• [Objectif]: Recopiez mot pour mot le passage de l'extrait sur le moteur 9V compris entre « L'extrémité avant du » et « goujons et écrous. », bornes incluses.

─── Extrait ───

D'une cylindrée de 29 880 cm3, le 9V est construit autour d’un carter central en duralumin en deux pièces, assemblées suivant le plan des cylindres. Ce carter central est fermé à l’avant par le carter de distribution, à l’arrière par celui du compresseur. Aux deux extrémités, des couvercles intègrent l'arbre porte-hélice ou sur certains modèles le réducteur, et à l'arrière les entraînements d'accessoires (magnétos, pompes à huile et à essence, génératrice, pompe à vide) et prises de mouvements.

Le vilebrequin en acier au nickel-chrome est en deux parties assemblées par un boulon de serrage. Il tourne sur trois roulements, un à billes et deux à rouleaux. La bielle maitresse monobloc est pourvue de paliers lisses, et porte les 8 biellettes. Elle est pourvue d’un palier lisse avec coussinet au bronze au plomb. Les contrepoids d'équilibrage en laiton estampé sont fixés par rivetage, mais les ultimes versions du moteur (9V16/17) ont reçu un équilibrage dynamique en transformant le contrepoids arrière en pendule bifilaire[7] (brevets Sarazin).

L'extrémité avant du vilebrequin communique à l'air libre et constitue le reniflard.

Les cylindres sont composés d’un fût acier, pourvu d’ailettes usinées dans la masse. Après usinage, la paroi interne est nitrurée. Les culasses, en alliage léger coulé en coquille, sont vissées à chaud sur les fûts. Le tout est fixé sur le carter principal au moyen de 12 goujons et écrous.

Les culasses forment une chambre de combustion hémisphérique, et reçoivent une soupape d’admission et une d’échappement, cette dernière remplie de sodium pour le refroidissement. L'angle des soupapes est très ouvert (près de 90°), ce qui trahit la conception ancienne du moteur d'origine. On trouve également sur les culasses les équipements classiques pour les moteurs français des années 30 : double allumage par bougies opposées, et clapets de démarrage. Leur emplacement, qui semble avoir posé des problèmes de dilatation et fissuration, a évolué au fil des versions.

─── Données présentées ───

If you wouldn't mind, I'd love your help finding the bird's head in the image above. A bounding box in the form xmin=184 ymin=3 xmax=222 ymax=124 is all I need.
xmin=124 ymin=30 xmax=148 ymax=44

───

• [Réponse]:
L'extrémité avant du vilebrequin communique à l'air libre et constitue le reniflard.

Les cylindres sont composés d’un fût acier, pourvu d’ailettes usinées dans la masse. Après usinage, la paroi interne est nitrurée. Les culasses, en alliage léger coulé en coquille, sont vissées à chaud sur les fûts. Le tout est fixé sur le carter principal au moyen de 12 goujons et écrous.